Soll ich zu diesen Kursen kaufen?

Eine klassische Frage beim Investieren lautet: Soll ich zu diesen Kursen kaufen?! In diesem Beitrag werde ich mich damit beschäftigen:

  • Wie Anlegerinnen und Anleger dieser Frage begegnen können – sei es, wenn die Kurse sehr hoch sind, aber ebenso, wenn sie sehr niedrig sind.
  • Wie wir einschätzen können, ob es sinnvoll ist, zu einem bestimmten Zeitpunkt zu kaufen oder doch lieber abzuwarten.

Hier geht es zum Podcast:

Soll ich zu diesen Kursen kaufen?

**Aufgabenstellung:**
1/ Kopieren Sie aus dem Textauszug den Abschnitt von "Eine klassische Frage" bis "doch lieber abzuwarten." zeichengenau.
2/ Bei welchen beiden Kurslagen sollen Anlegerinnen und Anleger laut Textauszug der Frage nach dem Kaufen begegnen können?
Für die Bearbeitung sind die Einträge ohne Belang.

**Datenauszug:**
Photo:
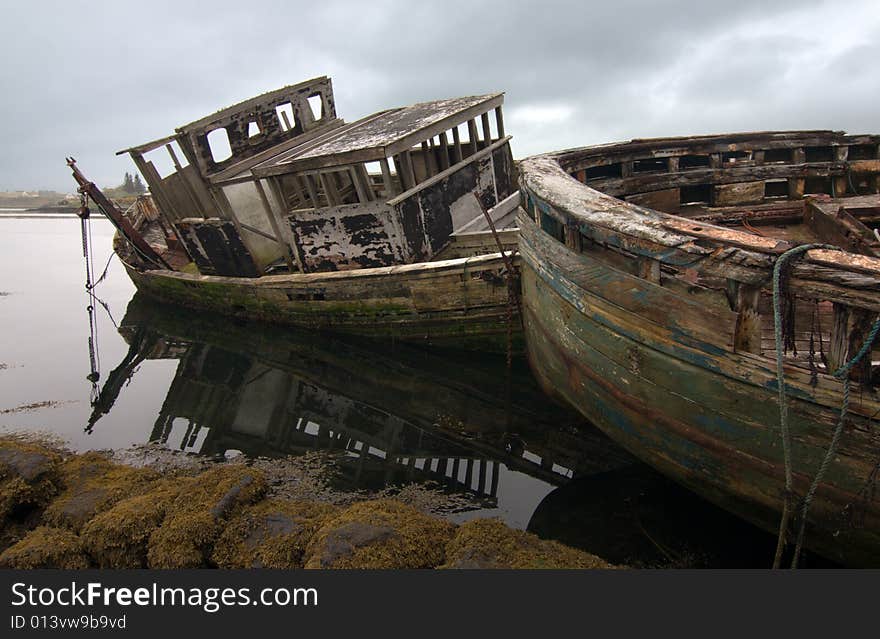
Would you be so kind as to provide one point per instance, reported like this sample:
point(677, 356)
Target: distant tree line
point(132, 184)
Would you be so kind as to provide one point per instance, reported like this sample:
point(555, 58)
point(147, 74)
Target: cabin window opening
point(218, 142)
point(696, 194)
point(776, 189)
point(178, 153)
point(603, 171)
point(285, 116)
point(777, 156)
point(863, 152)
point(553, 227)
point(693, 162)
point(817, 185)
point(861, 182)
point(819, 154)
point(493, 128)
point(649, 165)
point(732, 157)
point(316, 105)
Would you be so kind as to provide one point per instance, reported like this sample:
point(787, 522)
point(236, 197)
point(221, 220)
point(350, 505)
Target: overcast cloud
point(87, 79)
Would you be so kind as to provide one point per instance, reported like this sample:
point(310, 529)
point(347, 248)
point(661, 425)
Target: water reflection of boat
point(398, 413)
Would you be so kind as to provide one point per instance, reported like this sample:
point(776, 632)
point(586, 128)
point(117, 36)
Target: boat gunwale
point(544, 180)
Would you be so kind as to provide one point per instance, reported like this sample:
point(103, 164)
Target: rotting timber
point(276, 209)
point(647, 305)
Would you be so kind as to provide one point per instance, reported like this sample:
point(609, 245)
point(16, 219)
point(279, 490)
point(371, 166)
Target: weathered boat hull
point(703, 415)
point(462, 301)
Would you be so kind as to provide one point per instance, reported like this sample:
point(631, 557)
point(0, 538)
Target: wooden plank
point(275, 223)
point(275, 185)
point(390, 187)
point(665, 200)
point(487, 131)
point(444, 152)
point(747, 333)
point(456, 139)
point(739, 193)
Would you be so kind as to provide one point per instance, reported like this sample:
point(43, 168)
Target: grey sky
point(87, 79)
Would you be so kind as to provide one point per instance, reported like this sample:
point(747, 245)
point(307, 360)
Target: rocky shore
point(147, 509)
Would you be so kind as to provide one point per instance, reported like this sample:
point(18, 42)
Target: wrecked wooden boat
point(647, 286)
point(276, 209)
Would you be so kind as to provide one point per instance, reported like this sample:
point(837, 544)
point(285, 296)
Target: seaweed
point(271, 534)
point(93, 484)
point(46, 547)
point(489, 543)
point(198, 515)
point(119, 536)
point(29, 477)
point(379, 534)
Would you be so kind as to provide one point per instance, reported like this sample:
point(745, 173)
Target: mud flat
point(149, 507)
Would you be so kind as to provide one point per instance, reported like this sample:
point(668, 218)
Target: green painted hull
point(462, 301)
point(638, 361)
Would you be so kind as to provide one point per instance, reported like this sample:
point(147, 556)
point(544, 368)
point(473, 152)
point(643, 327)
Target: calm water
point(393, 413)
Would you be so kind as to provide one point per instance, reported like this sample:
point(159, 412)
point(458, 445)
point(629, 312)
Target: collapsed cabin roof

**Lösungen:**
1/
Eine klassische Frage beim Investieren lautet: Soll ich zu diesen Kursen kaufen?! In diesem Beitrag werde ich mich damit beschäftigen:

  • Wie Anlegerinnen und Anleger dieser Frage begegnen können – sei es, wenn die Kurse sehr hoch sind, aber ebenso, wenn sie sehr niedrig sind.
  • Wie wir einschätzen können, ob es sinnvoll ist, zu einem bestimmten Zeitpunkt zu kaufen oder doch lieber abzuwarten.

2/ Wenn die Kurse sehr hoch sind, und ebenso, wenn sie sehr niedrig sind.